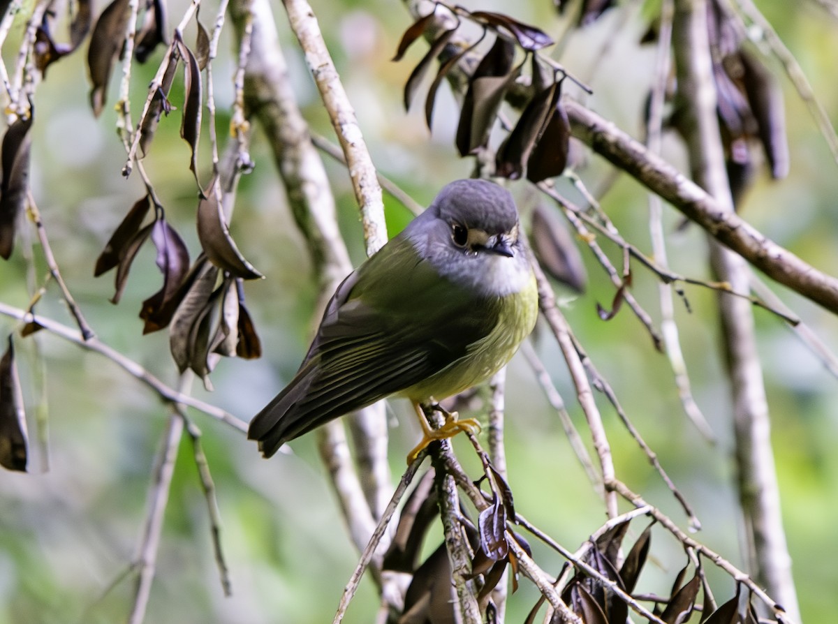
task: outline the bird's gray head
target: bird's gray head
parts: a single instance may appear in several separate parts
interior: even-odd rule
[[[510,256],[518,243],[518,210],[505,188],[486,180],[457,180],[439,192],[428,218],[443,221],[454,247]]]
[[[439,272],[493,294],[517,291],[529,279],[512,195],[486,180],[457,180],[439,192],[405,230]]]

^^^^

- **The request**
Copy every line of the material above word for word, leaving out the pictures.

- **Solution to the problem**
task: outline the bird's gray head
target: bird's gray head
parts: a single instance may appear in several separate parts
interior: even-odd rule
[[[510,256],[518,243],[518,210],[505,188],[486,180],[457,180],[439,192],[428,218],[443,221],[454,247]]]
[[[439,272],[493,294],[517,291],[529,279],[512,195],[486,180],[457,180],[439,192],[405,230]]]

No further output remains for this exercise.